PROBLEM TO SOLVE: Only the lines of the data below from the one with "Query: white window blind" through the one with "Query: hardwood floor" are wanted. Repeat them exactly.

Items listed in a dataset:
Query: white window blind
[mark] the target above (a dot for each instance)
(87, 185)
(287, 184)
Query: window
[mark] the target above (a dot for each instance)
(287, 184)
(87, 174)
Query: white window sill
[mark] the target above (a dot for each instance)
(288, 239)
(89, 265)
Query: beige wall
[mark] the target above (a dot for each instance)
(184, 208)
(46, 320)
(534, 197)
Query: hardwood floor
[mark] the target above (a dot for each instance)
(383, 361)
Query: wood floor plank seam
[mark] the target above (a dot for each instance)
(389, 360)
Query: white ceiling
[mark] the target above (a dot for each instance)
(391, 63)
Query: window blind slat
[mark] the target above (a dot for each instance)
---
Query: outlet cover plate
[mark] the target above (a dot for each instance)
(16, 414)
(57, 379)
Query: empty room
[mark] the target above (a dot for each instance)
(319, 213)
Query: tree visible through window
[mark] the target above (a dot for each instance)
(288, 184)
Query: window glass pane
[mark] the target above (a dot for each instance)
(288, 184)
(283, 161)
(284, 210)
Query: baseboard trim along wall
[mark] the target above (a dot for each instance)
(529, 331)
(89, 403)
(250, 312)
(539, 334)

ANSWER TO THIS EXERCISE:
Query: white window blind
[mark] the target above (a dot for each instance)
(87, 185)
(287, 184)
Query: window
[mark] the target above (a dot for each instance)
(287, 184)
(87, 174)
Query: white window sill
[mark] the target above (a dot for each instance)
(288, 239)
(89, 265)
Query: beige wall
[mark] the target above (a dot for each instance)
(184, 208)
(46, 320)
(534, 197)
Query: hardwood floor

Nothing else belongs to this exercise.